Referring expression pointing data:
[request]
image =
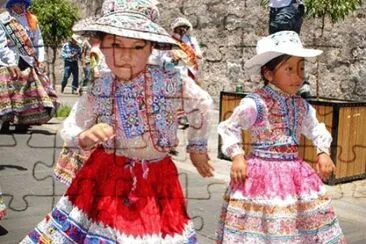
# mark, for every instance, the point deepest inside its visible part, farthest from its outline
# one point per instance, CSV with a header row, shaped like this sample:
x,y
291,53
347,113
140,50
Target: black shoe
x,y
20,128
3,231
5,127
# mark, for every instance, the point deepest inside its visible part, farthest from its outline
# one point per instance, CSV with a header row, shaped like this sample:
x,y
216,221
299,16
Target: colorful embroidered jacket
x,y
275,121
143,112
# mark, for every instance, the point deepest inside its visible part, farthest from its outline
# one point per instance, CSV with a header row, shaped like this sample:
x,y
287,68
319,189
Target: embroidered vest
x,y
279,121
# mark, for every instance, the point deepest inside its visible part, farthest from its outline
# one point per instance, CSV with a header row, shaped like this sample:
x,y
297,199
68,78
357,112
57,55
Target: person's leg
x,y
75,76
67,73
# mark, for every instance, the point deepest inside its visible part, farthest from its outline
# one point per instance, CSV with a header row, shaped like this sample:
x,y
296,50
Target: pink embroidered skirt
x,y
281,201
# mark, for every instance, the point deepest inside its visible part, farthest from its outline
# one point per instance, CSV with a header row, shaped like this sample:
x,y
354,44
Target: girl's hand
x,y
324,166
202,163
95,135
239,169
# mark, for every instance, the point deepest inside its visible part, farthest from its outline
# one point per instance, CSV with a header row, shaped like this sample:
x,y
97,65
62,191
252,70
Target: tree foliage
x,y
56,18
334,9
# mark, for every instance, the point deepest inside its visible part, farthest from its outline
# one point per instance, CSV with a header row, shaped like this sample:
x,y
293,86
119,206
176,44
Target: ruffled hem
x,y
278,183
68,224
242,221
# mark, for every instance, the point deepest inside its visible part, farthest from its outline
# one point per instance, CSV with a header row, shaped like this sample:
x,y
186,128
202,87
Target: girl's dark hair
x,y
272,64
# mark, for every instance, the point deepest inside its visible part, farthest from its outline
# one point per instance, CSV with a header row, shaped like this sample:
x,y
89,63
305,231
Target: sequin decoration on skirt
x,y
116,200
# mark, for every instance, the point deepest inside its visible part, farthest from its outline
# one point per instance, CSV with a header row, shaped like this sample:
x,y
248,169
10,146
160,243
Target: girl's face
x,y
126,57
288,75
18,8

Your objective
Please repeat the data verbatim and leave the pictures out of your copy.

Output of the exercise
[request]
image =
# mark, for every instance, the point deepest inside its visible part, farthest from its outline
# one point per instance, CSV with a header row, shaped like this sample:
x,y
291,53
347,113
140,50
Target: black shoe
x,y
20,128
3,231
5,127
# mark, for every instance, the point deepest inside its visible part, farthest from its outline
# one point per instance, CSV with a header row, shaped like this sample:
x,y
216,221
299,16
Target: colorful embroidered jacket
x,y
275,121
143,112
# mark, for every instance, the point deepest inside its visible part, farthest from its outline
# one point per instance, CSV with a header row, shaped like this sample:
x,y
287,68
319,189
Target: embroidered vest
x,y
279,121
# mark, for every instance, the point deepest inside its visible part, farthest from its outline
# one point per instance, CSV with a header row, shaped like this sample:
x,y
297,199
68,78
357,112
57,55
Target: person's leg
x,y
75,76
67,73
# mark, for every instance, the point deepest inside its visible part, farthest from its outline
# one point per instance, CSV with a header row, shaped like this sample:
x,y
296,50
Target: pink embroidered skirt
x,y
281,201
# mark, for every instance, the point deepest inside its visible part, farthest from its outline
# one point per instance, CSV with a header row, shaped like this sample:
x,y
354,44
Target: girl's hand
x,y
324,166
202,163
95,135
239,169
# mark, for every instance, the point deepest inside its visible part, farthest from its outline
# one point per instance, CSV with a header row, shaped like this sample:
x,y
97,65
62,191
252,70
Target: tree foliage
x,y
56,18
334,9
# mark, for every instance, the point deepest inside its visible part, farthest from its outline
# one point per instance, CSV with a header row, shaped like this sample:
x,y
293,86
119,206
176,44
Target: ruffled hem
x,y
278,183
68,224
242,221
# mark, for every instance, the point deepest inside its visible part, farthest from its outline
# one point per instance, CSV with a header row, shaped like this sample:
x,y
186,128
202,87
Target: girl's dark hair
x,y
272,64
# mark, for every instance, the point deepest inside its visible part, farthest from its outline
# one point per instance, CSV with a header row, shaped like this sample:
x,y
89,63
305,231
Target: sequin decoration on skirt
x,y
116,200
# mark, for every instance, the point deepest inside its visible part, farthest from its outline
# one point per instance, CSV with a header row, shaped like this sample:
x,y
248,169
10,146
160,243
Target: girl's face
x,y
126,57
288,75
18,8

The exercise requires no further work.